Copy the entries from the line with "finial in the photo above." up to and including the line with "(1258, 834)", replacing "speed limit sign" with "road sign" and leaving everything else the same.

DATASET RECORDS -
------------------------------------

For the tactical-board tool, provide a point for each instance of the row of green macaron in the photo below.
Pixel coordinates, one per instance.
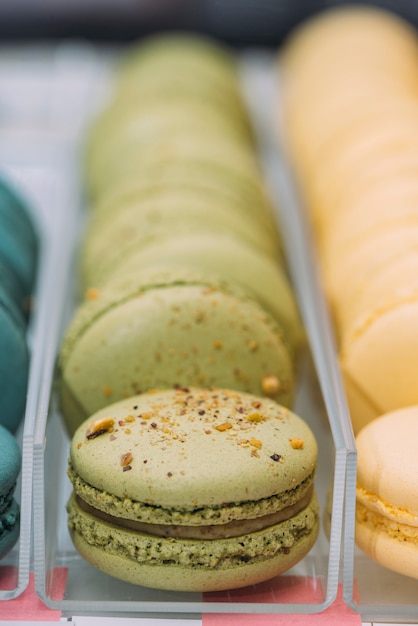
(182, 273)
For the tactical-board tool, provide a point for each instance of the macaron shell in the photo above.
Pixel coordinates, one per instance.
(166, 212)
(163, 430)
(187, 334)
(398, 553)
(387, 458)
(269, 553)
(372, 359)
(125, 126)
(9, 529)
(225, 255)
(14, 368)
(204, 156)
(387, 509)
(10, 463)
(18, 241)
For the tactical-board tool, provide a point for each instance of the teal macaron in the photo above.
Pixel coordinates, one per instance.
(18, 237)
(10, 466)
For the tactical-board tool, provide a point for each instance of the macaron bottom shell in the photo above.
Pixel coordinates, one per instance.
(392, 544)
(193, 565)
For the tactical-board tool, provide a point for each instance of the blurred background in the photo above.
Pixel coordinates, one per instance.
(237, 22)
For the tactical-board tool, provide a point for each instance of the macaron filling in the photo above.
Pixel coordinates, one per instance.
(234, 528)
(220, 554)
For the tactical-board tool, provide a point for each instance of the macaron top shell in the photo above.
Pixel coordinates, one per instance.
(191, 448)
(387, 464)
(166, 328)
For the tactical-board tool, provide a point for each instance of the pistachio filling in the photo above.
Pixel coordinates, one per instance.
(193, 516)
(235, 528)
(221, 554)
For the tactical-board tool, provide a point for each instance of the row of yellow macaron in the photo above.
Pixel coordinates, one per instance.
(354, 150)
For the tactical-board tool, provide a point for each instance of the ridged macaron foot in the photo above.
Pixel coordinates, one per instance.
(387, 506)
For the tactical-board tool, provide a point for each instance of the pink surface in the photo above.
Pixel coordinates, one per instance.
(288, 589)
(27, 606)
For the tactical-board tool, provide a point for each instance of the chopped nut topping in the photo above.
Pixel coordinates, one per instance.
(126, 459)
(224, 426)
(92, 293)
(270, 385)
(99, 427)
(255, 417)
(296, 443)
(256, 443)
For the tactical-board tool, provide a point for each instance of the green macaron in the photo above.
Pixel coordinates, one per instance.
(209, 250)
(167, 327)
(193, 489)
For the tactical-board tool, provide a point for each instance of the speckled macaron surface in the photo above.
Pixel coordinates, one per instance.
(170, 327)
(201, 489)
(387, 492)
(10, 465)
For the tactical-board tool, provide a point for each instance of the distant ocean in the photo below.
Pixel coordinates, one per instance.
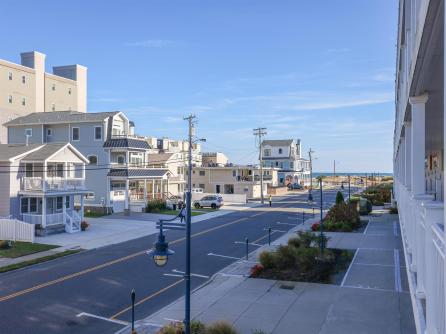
(316, 174)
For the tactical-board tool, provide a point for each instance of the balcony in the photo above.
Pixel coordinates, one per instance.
(52, 184)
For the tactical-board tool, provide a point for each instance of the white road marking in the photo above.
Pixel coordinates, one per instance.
(249, 243)
(349, 267)
(119, 322)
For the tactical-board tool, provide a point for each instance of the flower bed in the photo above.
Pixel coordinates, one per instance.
(300, 261)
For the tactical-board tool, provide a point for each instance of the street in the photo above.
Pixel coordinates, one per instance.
(48, 298)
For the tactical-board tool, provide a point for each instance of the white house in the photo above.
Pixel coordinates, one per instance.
(419, 144)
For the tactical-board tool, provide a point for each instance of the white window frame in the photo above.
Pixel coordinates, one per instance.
(78, 133)
(94, 134)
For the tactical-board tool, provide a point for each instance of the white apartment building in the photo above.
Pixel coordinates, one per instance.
(26, 88)
(419, 141)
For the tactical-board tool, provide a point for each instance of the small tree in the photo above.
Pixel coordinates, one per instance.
(339, 198)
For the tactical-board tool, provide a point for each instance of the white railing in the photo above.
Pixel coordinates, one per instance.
(422, 229)
(16, 230)
(51, 184)
(36, 218)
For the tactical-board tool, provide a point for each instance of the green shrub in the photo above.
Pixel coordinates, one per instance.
(267, 259)
(339, 198)
(221, 327)
(155, 205)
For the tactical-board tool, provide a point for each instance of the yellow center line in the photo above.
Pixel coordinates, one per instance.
(147, 298)
(106, 264)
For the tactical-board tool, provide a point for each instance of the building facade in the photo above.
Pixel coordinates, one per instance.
(286, 155)
(27, 88)
(419, 157)
(118, 176)
(40, 185)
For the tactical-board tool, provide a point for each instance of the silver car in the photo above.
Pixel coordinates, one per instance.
(213, 201)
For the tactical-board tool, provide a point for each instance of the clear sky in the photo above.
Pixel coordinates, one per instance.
(319, 70)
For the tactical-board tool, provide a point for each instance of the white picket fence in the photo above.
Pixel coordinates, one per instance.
(16, 230)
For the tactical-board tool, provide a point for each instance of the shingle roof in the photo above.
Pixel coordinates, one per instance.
(278, 142)
(43, 153)
(57, 117)
(159, 157)
(126, 142)
(8, 151)
(137, 172)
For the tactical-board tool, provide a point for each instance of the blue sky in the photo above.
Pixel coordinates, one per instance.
(318, 70)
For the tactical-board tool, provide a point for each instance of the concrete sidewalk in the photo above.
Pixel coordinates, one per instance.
(372, 298)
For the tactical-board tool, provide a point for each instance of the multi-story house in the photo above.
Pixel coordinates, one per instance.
(233, 179)
(117, 176)
(26, 88)
(287, 156)
(419, 160)
(40, 184)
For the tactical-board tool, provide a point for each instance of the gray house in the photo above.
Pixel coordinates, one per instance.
(117, 175)
(40, 183)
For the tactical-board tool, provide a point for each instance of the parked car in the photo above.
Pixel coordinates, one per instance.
(295, 186)
(213, 201)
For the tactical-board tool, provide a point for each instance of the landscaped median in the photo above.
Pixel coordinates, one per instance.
(16, 255)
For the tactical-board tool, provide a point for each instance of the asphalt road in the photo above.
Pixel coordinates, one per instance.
(47, 298)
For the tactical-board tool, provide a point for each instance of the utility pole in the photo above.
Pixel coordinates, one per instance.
(191, 122)
(260, 132)
(310, 152)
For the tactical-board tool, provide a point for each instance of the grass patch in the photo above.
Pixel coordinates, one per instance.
(24, 248)
(36, 261)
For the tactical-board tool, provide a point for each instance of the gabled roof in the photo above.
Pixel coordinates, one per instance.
(138, 172)
(278, 142)
(58, 117)
(126, 142)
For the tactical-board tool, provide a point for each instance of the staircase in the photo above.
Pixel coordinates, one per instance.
(72, 222)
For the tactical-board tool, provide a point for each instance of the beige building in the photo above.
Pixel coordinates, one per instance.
(233, 180)
(26, 88)
(213, 159)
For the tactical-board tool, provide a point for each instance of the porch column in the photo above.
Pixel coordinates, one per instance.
(126, 203)
(418, 154)
(408, 153)
(43, 211)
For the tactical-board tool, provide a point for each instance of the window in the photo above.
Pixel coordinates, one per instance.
(33, 204)
(29, 170)
(59, 203)
(75, 134)
(93, 159)
(97, 132)
(24, 205)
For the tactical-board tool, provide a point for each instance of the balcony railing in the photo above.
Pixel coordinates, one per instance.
(51, 184)
(422, 230)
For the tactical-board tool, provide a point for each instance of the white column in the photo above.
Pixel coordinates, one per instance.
(418, 154)
(408, 154)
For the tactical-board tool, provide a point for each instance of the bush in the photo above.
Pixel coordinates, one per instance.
(339, 198)
(156, 205)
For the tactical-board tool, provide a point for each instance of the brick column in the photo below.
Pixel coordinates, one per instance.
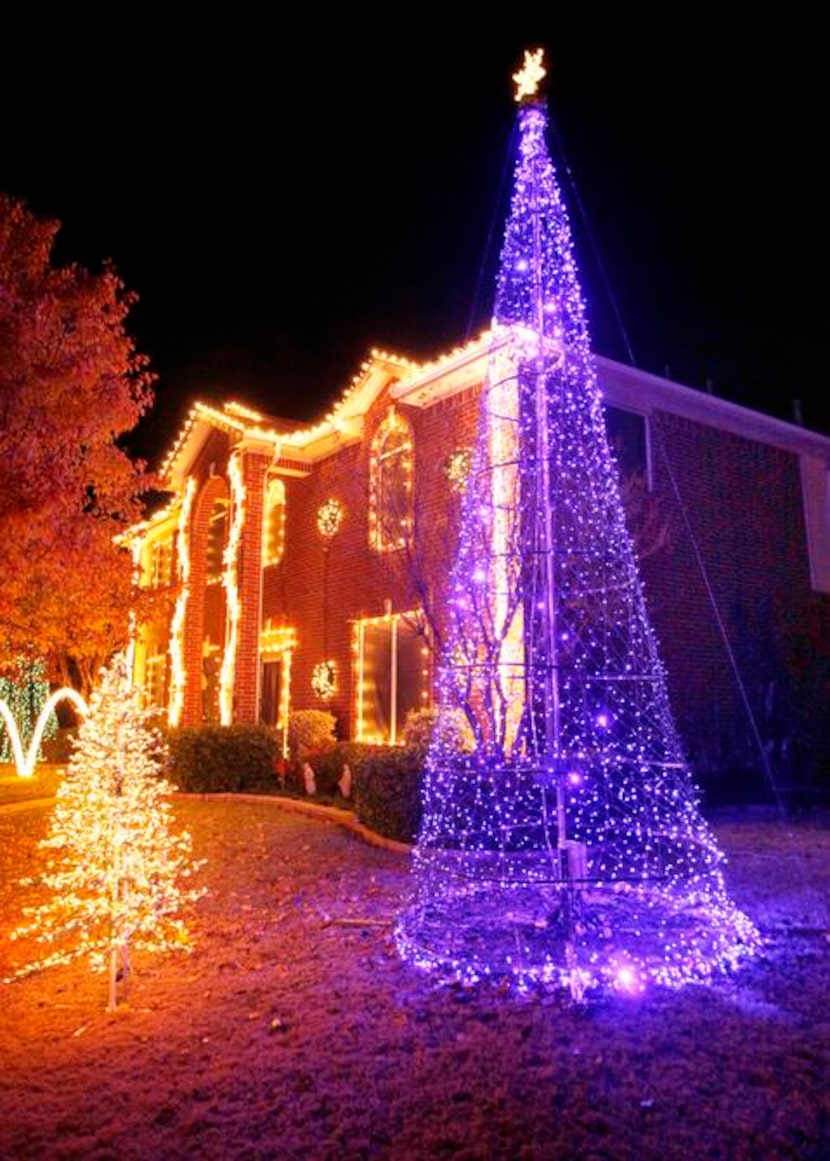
(194, 618)
(255, 460)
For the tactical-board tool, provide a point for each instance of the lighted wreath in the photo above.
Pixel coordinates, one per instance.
(324, 679)
(457, 468)
(329, 518)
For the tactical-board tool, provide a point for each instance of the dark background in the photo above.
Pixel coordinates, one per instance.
(287, 190)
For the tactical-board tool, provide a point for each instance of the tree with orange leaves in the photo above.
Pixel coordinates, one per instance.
(71, 386)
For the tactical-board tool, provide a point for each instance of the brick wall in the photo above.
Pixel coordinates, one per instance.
(737, 511)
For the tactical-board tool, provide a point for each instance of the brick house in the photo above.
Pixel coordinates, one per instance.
(307, 564)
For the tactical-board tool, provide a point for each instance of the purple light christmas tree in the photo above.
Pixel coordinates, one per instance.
(567, 846)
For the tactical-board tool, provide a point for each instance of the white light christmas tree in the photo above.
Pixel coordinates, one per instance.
(568, 848)
(116, 871)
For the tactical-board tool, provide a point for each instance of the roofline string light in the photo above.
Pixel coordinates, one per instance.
(567, 849)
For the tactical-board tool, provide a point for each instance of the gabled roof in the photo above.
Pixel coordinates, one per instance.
(296, 447)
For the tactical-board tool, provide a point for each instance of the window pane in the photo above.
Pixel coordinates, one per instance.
(377, 676)
(409, 676)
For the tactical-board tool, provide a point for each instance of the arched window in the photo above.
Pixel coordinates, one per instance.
(274, 523)
(390, 484)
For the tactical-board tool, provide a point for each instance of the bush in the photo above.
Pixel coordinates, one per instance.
(448, 727)
(387, 792)
(58, 748)
(214, 758)
(327, 768)
(310, 732)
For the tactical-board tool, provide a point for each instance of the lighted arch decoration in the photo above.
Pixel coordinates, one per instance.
(24, 763)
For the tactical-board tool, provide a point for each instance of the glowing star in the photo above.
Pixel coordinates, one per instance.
(531, 74)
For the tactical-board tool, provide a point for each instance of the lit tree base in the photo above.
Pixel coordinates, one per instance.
(614, 938)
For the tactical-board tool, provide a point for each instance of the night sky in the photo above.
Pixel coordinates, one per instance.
(283, 201)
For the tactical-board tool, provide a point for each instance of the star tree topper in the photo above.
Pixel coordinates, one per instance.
(529, 76)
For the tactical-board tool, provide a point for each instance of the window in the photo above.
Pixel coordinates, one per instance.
(160, 562)
(390, 484)
(815, 484)
(274, 523)
(154, 673)
(392, 676)
(217, 538)
(628, 434)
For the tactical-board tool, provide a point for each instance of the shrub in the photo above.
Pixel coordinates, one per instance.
(214, 758)
(449, 727)
(310, 732)
(387, 792)
(58, 748)
(327, 768)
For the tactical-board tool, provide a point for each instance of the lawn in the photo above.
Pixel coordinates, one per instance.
(293, 1030)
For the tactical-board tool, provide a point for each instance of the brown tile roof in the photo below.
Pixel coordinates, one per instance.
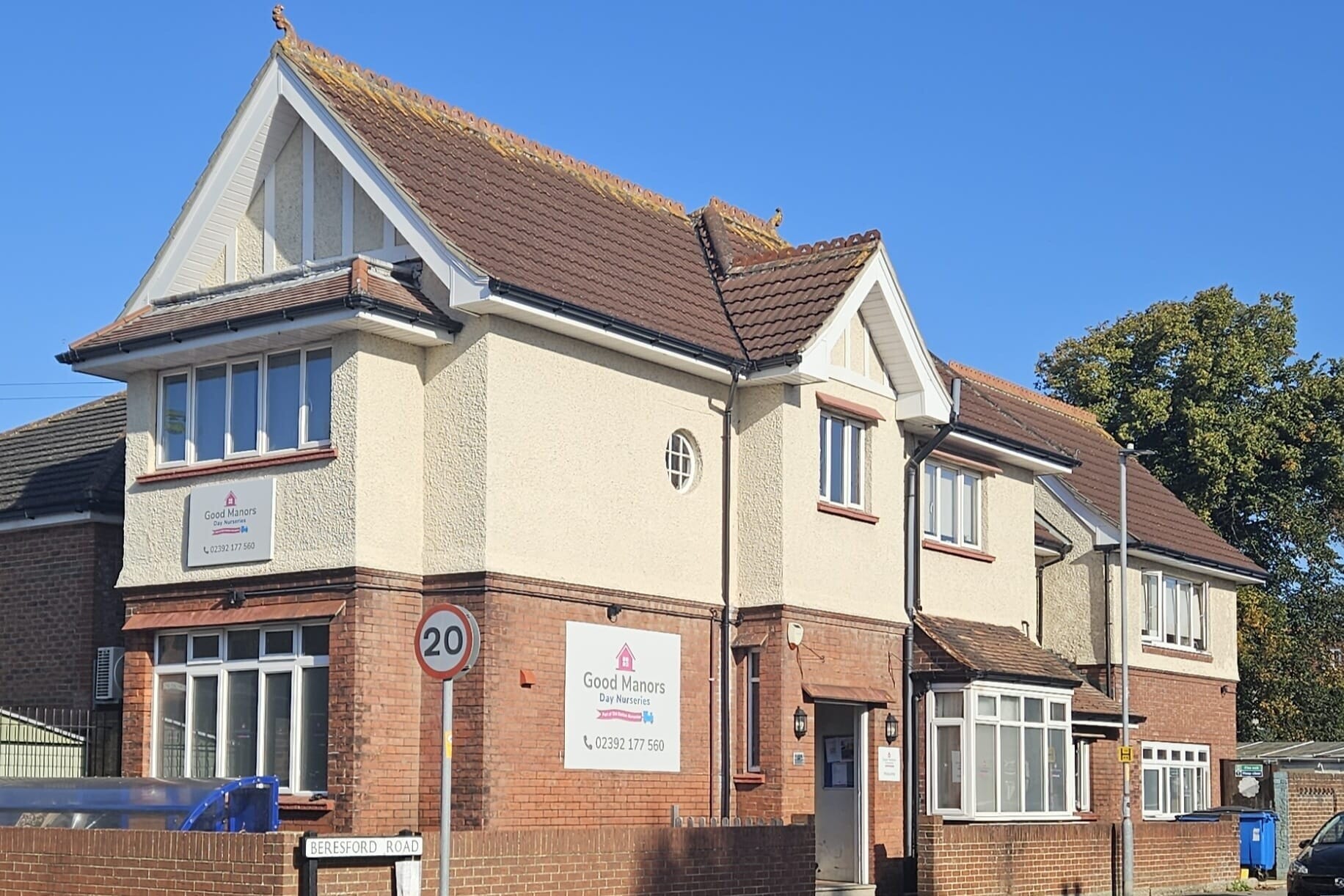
(72, 461)
(289, 292)
(1158, 519)
(1000, 652)
(1090, 703)
(546, 224)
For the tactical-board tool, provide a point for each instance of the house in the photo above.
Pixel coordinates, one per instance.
(392, 355)
(61, 507)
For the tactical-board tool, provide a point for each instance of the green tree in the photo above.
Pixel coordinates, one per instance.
(1252, 437)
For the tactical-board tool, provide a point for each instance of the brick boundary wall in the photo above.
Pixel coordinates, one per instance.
(1313, 798)
(1073, 859)
(552, 862)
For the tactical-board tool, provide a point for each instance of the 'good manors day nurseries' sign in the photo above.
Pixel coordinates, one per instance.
(232, 523)
(623, 699)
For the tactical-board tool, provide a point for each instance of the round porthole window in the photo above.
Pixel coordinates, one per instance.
(680, 460)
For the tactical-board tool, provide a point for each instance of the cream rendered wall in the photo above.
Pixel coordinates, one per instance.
(289, 200)
(456, 379)
(250, 237)
(327, 202)
(1073, 590)
(1064, 584)
(832, 562)
(389, 455)
(1003, 592)
(362, 508)
(759, 485)
(576, 482)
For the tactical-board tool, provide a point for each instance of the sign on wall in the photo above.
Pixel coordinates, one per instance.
(623, 699)
(232, 523)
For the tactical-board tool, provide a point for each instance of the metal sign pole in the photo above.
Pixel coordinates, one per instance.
(445, 790)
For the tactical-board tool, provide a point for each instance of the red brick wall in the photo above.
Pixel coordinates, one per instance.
(508, 739)
(1183, 710)
(581, 862)
(836, 650)
(58, 608)
(1078, 860)
(1313, 798)
(40, 862)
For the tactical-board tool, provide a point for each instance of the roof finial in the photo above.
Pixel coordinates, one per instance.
(277, 15)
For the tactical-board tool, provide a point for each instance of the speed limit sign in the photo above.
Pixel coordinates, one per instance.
(447, 641)
(447, 645)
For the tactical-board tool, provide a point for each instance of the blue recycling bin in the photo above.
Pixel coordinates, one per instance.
(1258, 834)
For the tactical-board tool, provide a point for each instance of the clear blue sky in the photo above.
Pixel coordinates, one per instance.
(1034, 167)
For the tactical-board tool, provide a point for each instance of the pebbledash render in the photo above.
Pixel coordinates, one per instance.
(394, 355)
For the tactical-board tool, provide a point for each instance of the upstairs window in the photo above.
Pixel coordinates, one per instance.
(252, 406)
(841, 460)
(952, 505)
(1175, 612)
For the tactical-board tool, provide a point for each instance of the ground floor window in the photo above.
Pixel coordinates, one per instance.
(1175, 778)
(244, 702)
(1000, 752)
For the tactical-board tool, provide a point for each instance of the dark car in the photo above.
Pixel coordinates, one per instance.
(1319, 871)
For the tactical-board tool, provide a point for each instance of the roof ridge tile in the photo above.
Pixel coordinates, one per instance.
(789, 253)
(1026, 394)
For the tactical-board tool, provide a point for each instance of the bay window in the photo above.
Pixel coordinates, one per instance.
(952, 504)
(244, 702)
(841, 460)
(1175, 778)
(1175, 612)
(1000, 752)
(277, 402)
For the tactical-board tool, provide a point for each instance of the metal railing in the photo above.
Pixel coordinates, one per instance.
(54, 742)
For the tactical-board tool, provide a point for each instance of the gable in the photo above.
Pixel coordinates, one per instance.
(303, 206)
(855, 359)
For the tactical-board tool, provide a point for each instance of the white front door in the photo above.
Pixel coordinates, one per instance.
(839, 787)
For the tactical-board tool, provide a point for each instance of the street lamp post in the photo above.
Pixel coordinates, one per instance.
(1127, 823)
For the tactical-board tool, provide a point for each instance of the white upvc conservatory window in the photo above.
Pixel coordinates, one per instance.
(1000, 752)
(1175, 778)
(244, 702)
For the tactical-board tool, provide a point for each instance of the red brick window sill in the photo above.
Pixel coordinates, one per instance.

------------------------------------

EXERCISE RESULT -
For the tactical-board tool, provide a point for each instance of the roof finial in the photo above.
Pixel coordinates, one per instance.
(277, 15)
For the tactical-board tool, provide a point for each instance of the road sign in the photo above.
Pixel coordinates, one per instance.
(447, 641)
(447, 645)
For the tactical-board tool, provide a point for each instance of the blue recycling bin in the photo above.
Pixel coordinates, one per instance.
(1258, 834)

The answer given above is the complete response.